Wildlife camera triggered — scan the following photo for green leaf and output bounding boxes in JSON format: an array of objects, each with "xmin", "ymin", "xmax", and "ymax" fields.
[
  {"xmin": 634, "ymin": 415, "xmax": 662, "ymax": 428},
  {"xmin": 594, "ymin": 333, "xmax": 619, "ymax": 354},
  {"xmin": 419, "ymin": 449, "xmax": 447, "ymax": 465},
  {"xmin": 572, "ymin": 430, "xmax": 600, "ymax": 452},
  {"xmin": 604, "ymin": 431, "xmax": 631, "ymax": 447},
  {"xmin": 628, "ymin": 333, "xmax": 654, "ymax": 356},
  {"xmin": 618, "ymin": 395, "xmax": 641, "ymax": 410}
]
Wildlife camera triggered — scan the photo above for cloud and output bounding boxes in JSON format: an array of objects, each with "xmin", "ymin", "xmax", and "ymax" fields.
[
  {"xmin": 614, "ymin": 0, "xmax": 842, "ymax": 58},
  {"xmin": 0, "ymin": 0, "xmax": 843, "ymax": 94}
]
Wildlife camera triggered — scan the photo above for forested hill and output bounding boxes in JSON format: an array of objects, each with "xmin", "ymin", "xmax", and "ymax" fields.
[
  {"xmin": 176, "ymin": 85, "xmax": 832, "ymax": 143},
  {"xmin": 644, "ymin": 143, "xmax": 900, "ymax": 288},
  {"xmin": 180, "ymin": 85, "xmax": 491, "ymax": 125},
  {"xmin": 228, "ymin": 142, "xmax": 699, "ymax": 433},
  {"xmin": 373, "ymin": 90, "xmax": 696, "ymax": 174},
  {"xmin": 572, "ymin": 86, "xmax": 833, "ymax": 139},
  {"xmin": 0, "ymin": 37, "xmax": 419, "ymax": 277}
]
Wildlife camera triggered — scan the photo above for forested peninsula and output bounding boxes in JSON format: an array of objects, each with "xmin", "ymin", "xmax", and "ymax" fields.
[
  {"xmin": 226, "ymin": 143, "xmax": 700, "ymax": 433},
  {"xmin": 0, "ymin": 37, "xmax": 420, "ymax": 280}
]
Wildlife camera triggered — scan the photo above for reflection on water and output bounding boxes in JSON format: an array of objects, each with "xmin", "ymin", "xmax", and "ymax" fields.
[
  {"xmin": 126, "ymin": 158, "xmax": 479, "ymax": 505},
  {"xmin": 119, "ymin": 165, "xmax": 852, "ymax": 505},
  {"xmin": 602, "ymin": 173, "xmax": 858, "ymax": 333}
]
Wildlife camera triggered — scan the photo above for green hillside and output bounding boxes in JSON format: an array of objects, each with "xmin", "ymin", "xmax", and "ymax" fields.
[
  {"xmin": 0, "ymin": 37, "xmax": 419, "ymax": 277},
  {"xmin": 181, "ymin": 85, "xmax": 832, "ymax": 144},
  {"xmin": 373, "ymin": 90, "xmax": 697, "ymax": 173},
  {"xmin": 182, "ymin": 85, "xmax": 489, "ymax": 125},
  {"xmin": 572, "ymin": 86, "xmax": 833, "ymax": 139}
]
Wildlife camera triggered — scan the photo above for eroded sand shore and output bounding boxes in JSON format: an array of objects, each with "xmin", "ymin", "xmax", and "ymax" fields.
##########
• **EXERCISE TASK**
Rewrite all the rows above, replacing "Wildlife camera triggered" with "Trail camera triggered" each time it occurs and leaving everything else as it is.

• **EXERCISE ANSWER**
Trail camera triggered — scan the following photo for green leaf and output bounding boxes in JSON format: an array of objects, each with "xmin", "ymin", "xmax", and "ymax" fields.
[
  {"xmin": 634, "ymin": 415, "xmax": 662, "ymax": 428},
  {"xmin": 594, "ymin": 333, "xmax": 619, "ymax": 354},
  {"xmin": 419, "ymin": 449, "xmax": 447, "ymax": 465},
  {"xmin": 572, "ymin": 430, "xmax": 600, "ymax": 452},
  {"xmin": 604, "ymin": 431, "xmax": 631, "ymax": 447},
  {"xmin": 628, "ymin": 333, "xmax": 654, "ymax": 356},
  {"xmin": 618, "ymin": 395, "xmax": 641, "ymax": 410}
]
Trail camera triggered — scan the photo above for cloud and output bounding boxes in JSON format: an array of objects, each with "xmin", "ymin", "xmax", and "ymax" fields.
[
  {"xmin": 614, "ymin": 0, "xmax": 842, "ymax": 58},
  {"xmin": 0, "ymin": 0, "xmax": 843, "ymax": 94}
]
Trail camera triggered — scan the photo above for forested hill and output bounding boxes in JSON format: an array of objects, each with "xmin", "ymin", "xmax", and "ymax" fields.
[
  {"xmin": 176, "ymin": 85, "xmax": 832, "ymax": 143},
  {"xmin": 644, "ymin": 143, "xmax": 900, "ymax": 288},
  {"xmin": 180, "ymin": 85, "xmax": 491, "ymax": 125},
  {"xmin": 228, "ymin": 142, "xmax": 699, "ymax": 433},
  {"xmin": 373, "ymin": 90, "xmax": 696, "ymax": 174},
  {"xmin": 572, "ymin": 86, "xmax": 833, "ymax": 139},
  {"xmin": 0, "ymin": 37, "xmax": 419, "ymax": 277}
]
Trail camera triggered — scan the photo above for forested peninsula and output bounding boxes in JSON format: an array of objects, each with "xmin", "ymin", "xmax", and "ymax" fields.
[
  {"xmin": 226, "ymin": 143, "xmax": 700, "ymax": 433},
  {"xmin": 0, "ymin": 37, "xmax": 420, "ymax": 280}
]
Trail camera triggered — scan the photo above for reflection on water and output bounding boxes in JSON format: an array of objects, each with "xmin", "ymin", "xmax", and "ymax" fields.
[
  {"xmin": 126, "ymin": 158, "xmax": 479, "ymax": 505},
  {"xmin": 119, "ymin": 165, "xmax": 852, "ymax": 505},
  {"xmin": 602, "ymin": 173, "xmax": 858, "ymax": 333}
]
Trail camera triggered — scan the photo above for green hillside and output bounding boxes in JSON format: an array of objects, each with "xmin", "ymin", "xmax", and "ymax" fields.
[
  {"xmin": 0, "ymin": 37, "xmax": 419, "ymax": 277},
  {"xmin": 181, "ymin": 85, "xmax": 832, "ymax": 144},
  {"xmin": 373, "ymin": 90, "xmax": 697, "ymax": 173},
  {"xmin": 182, "ymin": 85, "xmax": 489, "ymax": 125},
  {"xmin": 572, "ymin": 86, "xmax": 833, "ymax": 139}
]
Trail camera triggered — scan the photo above for eroded sand shore and output bounding boxes in JSON format: an array of objects, each with "xmin", "ymin", "xmax", and "ymax" fields.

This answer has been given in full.